> [EXERCISES]
A. In the loss causation post, which court's opinion in Emergent Capital Investment Management, LLC v. Stonepath Group, Inc. breaks the apparent tie?
B. Please write the next part of the loss causation post, picking up after its last sentence.

> [EXTRACT]
· · ·

Everybody’s Talking About Loss Causation

Just when you thought there could not possibly be another appellate loss causation pleading case this summer, along comes the Second Circuit to clarify its position on the issue.

To recap the current scorecard, a clear split in authority has developed between courts that believe plaintiffs must demonstrate a causal connection between the alleged misrepresentations and a subsequent decline in the stock price to establish loss causation (Semerenko v. Cendant Corp., 223 F.3d 165 (3d Cir. 2000); Robbins v. Koger Props, Inc., 116 F.3d 1441 (11th Cir. 1997)) and courts that believe plaintiffs merely need to demonstrate that the alleged misrepresentations artificially inflated the stock price (Gebhardt v. ConAgra Foods, Inc., 335 F.3d 824 (8th Cir. 2003); Broudo v. Dura Pharmaceuticals, Inc., 339 F.3d 933 (9th Cir. 2003)). (The 10b-5 Daily has discussed the Gebhardt and Broudo cases, both decided in the last few months, in previous posts.)

Breaking the apparent tie is the Second Circuit’s opinion in Emergent Capital Investment Management, LLC v. Stonepath Group, Inc., 2003 WL 22053957 (2d Cir. Sept. 4, 2003), which clarifies some confusion over the Second Circuit’s approach to loss causation. Several courts, including the Ninth Circuit in the Broudo decision, have concluded that the Second Circuit finds allegations of artificial price inflation sufficient to plead loss causation (relying on a 2001 opinion in the Suez Equity case). Not so fast.

· · ·

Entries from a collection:

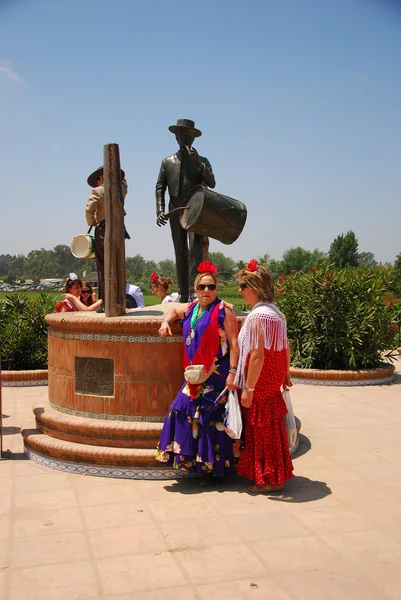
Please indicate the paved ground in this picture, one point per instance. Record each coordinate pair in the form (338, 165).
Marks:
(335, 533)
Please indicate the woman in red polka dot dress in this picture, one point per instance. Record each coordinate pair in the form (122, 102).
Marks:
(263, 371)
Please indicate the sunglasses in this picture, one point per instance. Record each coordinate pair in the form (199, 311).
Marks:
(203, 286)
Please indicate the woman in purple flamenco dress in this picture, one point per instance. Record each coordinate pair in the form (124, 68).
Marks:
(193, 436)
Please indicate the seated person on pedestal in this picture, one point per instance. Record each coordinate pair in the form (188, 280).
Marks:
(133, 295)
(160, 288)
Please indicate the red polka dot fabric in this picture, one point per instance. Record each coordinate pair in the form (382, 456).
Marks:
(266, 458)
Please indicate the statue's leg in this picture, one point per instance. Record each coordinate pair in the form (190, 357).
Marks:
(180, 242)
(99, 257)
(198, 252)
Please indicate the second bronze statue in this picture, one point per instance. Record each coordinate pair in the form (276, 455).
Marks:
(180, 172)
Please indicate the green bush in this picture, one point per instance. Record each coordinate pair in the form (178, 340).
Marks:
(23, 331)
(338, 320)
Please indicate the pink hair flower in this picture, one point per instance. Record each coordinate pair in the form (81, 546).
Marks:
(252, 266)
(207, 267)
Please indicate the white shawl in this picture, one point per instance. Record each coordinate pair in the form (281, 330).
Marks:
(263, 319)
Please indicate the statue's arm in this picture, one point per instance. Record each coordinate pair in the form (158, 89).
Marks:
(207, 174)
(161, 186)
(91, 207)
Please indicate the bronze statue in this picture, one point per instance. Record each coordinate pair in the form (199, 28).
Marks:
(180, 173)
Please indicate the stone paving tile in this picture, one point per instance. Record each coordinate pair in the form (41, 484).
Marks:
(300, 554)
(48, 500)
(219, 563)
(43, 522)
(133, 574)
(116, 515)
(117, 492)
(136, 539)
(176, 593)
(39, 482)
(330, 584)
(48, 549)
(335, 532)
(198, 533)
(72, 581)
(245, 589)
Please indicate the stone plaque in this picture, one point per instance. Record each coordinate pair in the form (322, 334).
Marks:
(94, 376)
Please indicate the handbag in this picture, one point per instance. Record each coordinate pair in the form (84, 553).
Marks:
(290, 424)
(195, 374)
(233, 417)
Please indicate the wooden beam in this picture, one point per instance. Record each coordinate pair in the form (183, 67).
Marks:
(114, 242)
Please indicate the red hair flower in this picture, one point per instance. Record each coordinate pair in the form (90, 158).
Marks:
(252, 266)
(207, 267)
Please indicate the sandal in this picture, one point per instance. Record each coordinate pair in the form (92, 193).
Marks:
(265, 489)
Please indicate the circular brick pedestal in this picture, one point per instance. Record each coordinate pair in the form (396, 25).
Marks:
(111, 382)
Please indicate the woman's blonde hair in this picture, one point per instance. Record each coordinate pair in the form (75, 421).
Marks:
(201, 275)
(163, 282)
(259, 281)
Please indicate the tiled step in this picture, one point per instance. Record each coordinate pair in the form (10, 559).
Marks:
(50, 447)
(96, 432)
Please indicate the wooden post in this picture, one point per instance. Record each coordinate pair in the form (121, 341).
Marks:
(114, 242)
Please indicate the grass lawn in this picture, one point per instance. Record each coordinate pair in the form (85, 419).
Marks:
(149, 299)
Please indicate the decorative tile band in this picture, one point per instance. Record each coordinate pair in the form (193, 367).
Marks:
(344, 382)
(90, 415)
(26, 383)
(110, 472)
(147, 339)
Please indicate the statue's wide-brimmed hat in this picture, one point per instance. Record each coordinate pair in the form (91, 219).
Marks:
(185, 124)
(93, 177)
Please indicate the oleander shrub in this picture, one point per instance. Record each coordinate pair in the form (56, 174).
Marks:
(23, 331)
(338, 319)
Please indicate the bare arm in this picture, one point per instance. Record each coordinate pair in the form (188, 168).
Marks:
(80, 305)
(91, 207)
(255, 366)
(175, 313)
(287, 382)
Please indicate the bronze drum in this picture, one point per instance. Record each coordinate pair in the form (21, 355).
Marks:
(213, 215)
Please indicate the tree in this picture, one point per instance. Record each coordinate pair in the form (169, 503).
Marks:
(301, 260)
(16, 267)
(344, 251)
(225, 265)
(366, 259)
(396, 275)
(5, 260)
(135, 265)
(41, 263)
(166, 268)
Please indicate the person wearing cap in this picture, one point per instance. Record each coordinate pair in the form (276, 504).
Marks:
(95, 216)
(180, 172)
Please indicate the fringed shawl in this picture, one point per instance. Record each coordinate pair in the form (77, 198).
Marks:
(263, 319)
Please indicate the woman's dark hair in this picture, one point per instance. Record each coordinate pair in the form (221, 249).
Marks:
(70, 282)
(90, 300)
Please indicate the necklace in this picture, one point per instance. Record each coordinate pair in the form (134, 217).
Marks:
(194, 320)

· · ·

> [ANSWERS PROVIDED]
A. The Second Circuit.

B.
In Emergent Capital, the court found that the plaintiff’s “pump-and-dump” allegations were sufficient to establish loss causation. Judge Cardamone, however, took exception to the plaintiff’s attempt to cite his earlier decision in Suez Equity for the position that a “purchase-time value disparity” can satisfy the loss causation pleading requirement. Devoting an entire section of the opinion to the question, Judge Cardamone clarifies:

“We did not mean to suggest in Suez Equity that a purchase-time loss allegation alone could satisfy the loss causation pleading requirement. To the contrary, we emphasized that the plaintiffs had ‘also adequately alleged a second, related, loss–that [the executive’s] concealed lack of managerial ability induced [the company’s] failure.’ Moreover, we expressly distinguished that case from one where the ultimate decline in the market price of a company’s securities would be unrelated to that company’s manager’s concealed negative history.”

The court goes on to conclude that Suez Equity did not undermine the Second Circuit’s “established requirement that securities fraud plaintiffs demonstrate a causal connection between the content of the alleged misrepresentations or omissions and ‘the harm actually suffered.'”

So now we know where the Second Circuit stands. Anybody else? There’s still a week of summer left!

Holding: Judgment of the district court is affirmed, in part, and vacated, in part, and remanded to the district court.

Many thanks to Colin Wrabley for pointing The 10b-5 Daily to this case.